- Your instructions -
Copy every line from the records below that holds the word "ridge".

____________________

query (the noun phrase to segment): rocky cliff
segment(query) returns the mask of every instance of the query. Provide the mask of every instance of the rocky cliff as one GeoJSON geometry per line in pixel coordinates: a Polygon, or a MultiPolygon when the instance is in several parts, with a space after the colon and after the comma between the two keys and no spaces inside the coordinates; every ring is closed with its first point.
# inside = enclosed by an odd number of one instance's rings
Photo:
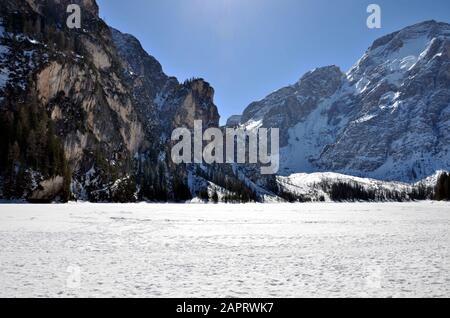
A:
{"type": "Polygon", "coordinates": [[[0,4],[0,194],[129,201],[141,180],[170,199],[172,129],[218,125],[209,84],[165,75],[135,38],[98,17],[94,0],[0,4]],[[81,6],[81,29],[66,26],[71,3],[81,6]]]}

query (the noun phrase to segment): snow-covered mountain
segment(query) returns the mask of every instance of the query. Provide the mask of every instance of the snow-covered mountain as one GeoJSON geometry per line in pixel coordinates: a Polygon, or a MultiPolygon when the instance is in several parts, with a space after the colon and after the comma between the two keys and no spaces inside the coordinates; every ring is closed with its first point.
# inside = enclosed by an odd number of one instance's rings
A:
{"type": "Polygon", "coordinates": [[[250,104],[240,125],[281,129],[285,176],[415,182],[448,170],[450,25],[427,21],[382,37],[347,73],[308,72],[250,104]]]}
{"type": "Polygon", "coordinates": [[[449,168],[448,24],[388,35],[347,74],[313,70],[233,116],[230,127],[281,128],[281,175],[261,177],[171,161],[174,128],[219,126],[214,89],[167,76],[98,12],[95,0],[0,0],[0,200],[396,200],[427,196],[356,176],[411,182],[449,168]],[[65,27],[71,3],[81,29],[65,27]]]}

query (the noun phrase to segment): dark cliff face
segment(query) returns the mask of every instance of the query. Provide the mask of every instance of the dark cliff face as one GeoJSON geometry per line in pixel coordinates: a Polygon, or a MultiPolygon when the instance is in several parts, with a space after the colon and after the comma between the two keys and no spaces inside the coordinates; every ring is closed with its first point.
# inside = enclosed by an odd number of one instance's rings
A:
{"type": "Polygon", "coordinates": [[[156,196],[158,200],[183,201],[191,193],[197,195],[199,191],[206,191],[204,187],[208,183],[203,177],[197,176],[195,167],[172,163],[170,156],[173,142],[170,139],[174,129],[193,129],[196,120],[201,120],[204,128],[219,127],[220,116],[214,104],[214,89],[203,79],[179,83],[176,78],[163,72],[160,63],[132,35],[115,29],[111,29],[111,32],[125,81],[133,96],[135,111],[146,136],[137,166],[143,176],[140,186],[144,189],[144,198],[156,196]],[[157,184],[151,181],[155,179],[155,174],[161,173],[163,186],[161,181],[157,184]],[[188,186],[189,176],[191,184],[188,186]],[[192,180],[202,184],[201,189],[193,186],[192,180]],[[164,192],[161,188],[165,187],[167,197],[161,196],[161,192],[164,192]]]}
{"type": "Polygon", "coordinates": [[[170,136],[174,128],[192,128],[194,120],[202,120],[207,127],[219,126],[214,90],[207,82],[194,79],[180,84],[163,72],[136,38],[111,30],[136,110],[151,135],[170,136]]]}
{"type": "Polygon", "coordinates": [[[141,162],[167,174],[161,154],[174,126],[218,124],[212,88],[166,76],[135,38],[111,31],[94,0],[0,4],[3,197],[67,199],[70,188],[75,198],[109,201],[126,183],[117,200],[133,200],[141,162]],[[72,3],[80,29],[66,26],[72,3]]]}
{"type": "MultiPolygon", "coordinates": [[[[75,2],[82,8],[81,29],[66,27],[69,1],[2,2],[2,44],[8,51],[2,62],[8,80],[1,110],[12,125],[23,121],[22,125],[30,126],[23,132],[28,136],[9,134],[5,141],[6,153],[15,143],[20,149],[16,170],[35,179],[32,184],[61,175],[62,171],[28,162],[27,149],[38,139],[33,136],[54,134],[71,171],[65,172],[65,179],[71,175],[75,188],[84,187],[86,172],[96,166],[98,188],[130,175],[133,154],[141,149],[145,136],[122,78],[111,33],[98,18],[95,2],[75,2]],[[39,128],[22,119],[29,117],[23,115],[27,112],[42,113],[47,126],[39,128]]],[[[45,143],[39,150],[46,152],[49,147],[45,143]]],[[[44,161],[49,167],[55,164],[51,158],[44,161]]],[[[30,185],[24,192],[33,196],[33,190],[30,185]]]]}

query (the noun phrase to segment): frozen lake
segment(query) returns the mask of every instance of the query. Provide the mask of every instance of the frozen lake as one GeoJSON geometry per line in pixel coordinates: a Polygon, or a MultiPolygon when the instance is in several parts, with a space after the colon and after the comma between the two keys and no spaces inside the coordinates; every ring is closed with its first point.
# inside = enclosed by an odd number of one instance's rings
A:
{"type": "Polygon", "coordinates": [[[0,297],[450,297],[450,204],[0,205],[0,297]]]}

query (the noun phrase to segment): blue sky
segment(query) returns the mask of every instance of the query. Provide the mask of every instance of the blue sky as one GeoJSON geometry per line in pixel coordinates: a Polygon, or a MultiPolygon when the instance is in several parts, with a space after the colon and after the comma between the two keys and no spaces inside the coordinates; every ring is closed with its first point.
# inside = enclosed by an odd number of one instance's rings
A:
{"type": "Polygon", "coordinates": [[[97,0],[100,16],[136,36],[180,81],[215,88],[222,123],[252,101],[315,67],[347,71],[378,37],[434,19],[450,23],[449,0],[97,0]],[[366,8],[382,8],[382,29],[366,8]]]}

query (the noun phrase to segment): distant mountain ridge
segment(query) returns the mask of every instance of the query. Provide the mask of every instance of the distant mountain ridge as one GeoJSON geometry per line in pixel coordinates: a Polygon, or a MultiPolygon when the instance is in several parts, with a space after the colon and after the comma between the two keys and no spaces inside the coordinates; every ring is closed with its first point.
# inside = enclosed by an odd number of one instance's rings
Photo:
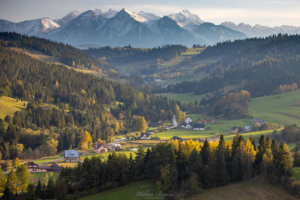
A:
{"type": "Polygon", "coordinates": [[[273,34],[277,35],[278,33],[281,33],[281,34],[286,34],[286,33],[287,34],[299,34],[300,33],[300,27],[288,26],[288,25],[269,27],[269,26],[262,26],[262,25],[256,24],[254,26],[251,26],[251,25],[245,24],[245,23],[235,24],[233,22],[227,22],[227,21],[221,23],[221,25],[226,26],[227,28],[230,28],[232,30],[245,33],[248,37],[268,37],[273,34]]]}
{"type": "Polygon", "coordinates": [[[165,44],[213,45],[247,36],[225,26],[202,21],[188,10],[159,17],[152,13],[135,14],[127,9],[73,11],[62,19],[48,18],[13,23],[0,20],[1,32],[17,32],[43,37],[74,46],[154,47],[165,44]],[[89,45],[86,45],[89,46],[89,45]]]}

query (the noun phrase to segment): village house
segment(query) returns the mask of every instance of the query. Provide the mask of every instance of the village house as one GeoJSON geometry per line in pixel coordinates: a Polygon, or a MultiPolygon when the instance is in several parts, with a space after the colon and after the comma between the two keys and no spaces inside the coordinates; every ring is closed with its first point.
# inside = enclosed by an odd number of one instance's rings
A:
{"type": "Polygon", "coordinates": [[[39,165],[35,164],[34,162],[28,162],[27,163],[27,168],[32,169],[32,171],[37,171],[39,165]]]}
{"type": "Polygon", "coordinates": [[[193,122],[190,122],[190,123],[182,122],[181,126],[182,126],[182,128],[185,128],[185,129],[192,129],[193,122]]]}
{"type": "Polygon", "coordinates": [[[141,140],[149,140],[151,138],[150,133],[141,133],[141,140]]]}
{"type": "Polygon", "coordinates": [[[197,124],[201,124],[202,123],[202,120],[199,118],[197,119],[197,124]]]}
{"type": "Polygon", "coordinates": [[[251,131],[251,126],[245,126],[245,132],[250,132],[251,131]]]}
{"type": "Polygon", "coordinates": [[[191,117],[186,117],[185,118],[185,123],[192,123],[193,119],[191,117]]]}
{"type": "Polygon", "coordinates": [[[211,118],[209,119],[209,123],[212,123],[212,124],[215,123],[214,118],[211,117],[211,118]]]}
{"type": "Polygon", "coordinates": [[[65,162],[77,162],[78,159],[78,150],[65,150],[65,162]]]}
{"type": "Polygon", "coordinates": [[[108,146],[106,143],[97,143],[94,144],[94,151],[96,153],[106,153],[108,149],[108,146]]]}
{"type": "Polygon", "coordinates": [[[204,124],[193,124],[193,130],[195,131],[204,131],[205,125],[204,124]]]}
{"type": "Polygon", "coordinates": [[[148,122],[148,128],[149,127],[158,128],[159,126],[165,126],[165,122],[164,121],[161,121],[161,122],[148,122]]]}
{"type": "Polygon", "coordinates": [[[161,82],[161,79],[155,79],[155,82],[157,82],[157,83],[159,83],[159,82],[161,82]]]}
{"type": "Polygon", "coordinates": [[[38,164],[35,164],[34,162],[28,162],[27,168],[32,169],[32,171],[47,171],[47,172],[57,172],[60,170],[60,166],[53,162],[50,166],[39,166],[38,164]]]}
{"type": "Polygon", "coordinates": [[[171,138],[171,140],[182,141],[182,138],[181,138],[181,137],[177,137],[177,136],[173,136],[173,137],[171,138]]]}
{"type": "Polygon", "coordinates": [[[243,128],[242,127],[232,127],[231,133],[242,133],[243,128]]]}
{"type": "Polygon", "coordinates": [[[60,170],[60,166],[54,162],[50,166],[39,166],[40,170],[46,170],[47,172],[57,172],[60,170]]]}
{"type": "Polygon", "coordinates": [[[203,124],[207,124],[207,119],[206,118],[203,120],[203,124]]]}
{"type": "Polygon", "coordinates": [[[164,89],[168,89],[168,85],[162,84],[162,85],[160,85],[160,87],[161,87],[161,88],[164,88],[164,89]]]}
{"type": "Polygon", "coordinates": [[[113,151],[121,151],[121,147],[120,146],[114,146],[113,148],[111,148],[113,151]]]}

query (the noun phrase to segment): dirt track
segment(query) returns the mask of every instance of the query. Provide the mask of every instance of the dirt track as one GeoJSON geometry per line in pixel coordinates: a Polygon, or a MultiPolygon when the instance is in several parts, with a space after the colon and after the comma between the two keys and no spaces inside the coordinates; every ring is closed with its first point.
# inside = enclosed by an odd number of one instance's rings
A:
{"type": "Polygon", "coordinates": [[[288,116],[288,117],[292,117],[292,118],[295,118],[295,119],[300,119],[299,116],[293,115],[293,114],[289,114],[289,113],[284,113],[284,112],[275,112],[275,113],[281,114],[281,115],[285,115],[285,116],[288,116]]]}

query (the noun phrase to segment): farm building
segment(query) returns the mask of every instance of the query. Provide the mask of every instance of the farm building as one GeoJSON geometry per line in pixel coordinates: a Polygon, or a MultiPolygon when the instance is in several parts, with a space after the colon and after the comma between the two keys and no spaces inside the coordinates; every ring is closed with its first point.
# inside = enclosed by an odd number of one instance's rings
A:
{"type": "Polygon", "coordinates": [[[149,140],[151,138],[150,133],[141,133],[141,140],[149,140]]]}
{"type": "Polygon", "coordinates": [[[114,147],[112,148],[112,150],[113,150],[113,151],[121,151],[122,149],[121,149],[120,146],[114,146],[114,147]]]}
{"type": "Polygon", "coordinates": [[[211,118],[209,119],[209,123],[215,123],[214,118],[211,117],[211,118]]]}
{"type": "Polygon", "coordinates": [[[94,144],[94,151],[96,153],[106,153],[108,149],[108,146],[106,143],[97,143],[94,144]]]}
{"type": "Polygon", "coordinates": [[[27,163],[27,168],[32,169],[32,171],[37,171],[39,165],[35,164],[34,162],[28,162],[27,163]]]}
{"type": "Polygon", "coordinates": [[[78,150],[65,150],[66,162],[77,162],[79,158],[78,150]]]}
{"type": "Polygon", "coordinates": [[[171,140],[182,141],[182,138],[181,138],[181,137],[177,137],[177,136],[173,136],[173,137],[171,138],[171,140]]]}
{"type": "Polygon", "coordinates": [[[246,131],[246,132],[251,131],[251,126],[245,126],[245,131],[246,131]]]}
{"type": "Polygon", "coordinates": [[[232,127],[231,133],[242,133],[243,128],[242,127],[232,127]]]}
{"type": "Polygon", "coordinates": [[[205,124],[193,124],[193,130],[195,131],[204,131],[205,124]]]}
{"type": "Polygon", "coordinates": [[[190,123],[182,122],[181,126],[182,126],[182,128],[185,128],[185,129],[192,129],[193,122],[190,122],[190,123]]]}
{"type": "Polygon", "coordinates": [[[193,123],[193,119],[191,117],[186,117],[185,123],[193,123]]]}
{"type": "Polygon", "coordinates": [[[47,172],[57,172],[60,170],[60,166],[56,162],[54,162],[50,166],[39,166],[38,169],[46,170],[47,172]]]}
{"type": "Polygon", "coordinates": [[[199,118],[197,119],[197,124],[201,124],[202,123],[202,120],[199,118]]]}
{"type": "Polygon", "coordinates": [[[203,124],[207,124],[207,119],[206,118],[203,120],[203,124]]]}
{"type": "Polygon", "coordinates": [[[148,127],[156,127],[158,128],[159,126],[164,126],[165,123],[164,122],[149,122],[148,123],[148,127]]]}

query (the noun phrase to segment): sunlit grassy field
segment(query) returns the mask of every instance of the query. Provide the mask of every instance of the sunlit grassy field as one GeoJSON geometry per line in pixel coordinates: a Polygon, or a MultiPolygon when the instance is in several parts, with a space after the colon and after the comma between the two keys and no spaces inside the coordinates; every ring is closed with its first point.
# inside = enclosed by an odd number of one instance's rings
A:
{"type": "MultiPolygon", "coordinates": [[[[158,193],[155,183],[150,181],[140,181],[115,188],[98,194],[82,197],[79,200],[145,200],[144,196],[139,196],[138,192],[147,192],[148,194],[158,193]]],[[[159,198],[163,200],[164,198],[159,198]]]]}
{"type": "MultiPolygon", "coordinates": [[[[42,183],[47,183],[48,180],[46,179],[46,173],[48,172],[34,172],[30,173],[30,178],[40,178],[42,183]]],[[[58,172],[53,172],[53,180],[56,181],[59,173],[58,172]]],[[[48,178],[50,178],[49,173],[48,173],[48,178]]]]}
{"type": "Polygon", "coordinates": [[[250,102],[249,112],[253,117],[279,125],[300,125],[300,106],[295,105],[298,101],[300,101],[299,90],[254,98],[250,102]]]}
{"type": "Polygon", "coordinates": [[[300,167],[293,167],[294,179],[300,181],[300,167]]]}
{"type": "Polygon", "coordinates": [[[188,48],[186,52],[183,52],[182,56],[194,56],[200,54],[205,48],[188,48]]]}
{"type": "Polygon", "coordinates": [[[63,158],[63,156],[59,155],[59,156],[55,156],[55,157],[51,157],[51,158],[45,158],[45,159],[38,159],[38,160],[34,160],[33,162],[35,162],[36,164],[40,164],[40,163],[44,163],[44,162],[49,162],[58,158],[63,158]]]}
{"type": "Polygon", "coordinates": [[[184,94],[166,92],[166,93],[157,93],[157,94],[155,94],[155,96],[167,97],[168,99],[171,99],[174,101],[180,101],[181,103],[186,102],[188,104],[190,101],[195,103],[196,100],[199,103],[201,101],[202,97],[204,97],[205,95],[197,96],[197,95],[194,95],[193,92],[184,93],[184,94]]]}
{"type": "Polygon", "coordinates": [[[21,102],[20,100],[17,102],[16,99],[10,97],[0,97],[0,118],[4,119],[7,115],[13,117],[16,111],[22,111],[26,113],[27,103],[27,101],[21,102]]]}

____________________

- Result of this exercise -
query (the noun phrase to segment): distant mountain ridge
segment(query) returns the mask of every instance of the query. Provide the mask of every instance of the distant mountain ridge as one GeoJSON geometry per line in pixel coordinates: a Polygon, or a MultiPolygon when the instance is in several parts, with a space after the colon and after the comma between the two keys and no spaces inside the coordinates; every ring is closed with its first point.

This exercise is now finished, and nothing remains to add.